THE PROBLEM: Reproduce the records from the line containing "Can you see the shakshuka" through the end of the records, both ends included, keeping each request unchanged and offsetting every x and y coordinate in the answers by adding 104.
***** DATA TO USE *****
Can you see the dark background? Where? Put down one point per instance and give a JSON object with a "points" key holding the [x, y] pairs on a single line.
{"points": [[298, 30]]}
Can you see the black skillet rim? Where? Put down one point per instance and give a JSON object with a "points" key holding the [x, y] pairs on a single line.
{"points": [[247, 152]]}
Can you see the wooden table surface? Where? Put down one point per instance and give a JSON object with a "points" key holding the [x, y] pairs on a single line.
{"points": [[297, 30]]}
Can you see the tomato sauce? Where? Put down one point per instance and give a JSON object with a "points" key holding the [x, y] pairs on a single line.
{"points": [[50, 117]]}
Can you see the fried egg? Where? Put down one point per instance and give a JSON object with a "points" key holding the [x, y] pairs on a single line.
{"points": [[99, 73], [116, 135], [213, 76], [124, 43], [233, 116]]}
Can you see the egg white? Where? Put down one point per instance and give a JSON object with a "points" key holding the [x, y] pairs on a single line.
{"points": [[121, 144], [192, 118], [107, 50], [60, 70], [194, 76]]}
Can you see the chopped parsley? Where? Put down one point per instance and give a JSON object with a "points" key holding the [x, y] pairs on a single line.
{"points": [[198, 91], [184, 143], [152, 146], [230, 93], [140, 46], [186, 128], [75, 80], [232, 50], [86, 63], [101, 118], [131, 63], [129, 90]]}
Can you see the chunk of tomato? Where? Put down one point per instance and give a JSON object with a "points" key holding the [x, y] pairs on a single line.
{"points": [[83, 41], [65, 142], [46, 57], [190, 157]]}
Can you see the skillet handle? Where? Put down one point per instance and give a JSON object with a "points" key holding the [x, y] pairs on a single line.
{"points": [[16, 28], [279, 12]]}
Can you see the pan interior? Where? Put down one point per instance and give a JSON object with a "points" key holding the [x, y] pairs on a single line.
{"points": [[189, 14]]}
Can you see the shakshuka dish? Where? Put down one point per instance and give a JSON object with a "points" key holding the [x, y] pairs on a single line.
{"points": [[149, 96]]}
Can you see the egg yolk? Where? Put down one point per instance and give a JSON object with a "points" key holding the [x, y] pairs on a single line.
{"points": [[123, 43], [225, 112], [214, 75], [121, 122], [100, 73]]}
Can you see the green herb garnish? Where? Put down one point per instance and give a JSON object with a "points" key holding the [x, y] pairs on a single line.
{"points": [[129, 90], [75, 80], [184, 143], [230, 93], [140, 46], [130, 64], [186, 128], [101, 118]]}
*****
RESPONSE:
Can you see the shakshuka dish? Where? Put down one point per instance and give a JSON object with a "points" key holding the [x, y] pairs on a single line.
{"points": [[253, 200]]}
Can you see the egg yolk? Where? Put down one point per instance and give a JSON object with a "points" key holding the [x, y] pairs on a single line.
{"points": [[227, 147], [329, 216], [318, 179], [225, 226], [204, 177]]}
Can you see the green herb garnish? Where? Put down one point per instance and give a JSON object with a "points" key holding the [x, y] pairs on a single line.
{"points": [[233, 194], [179, 184], [288, 247], [334, 197], [244, 150], [234, 168], [290, 232], [205, 222]]}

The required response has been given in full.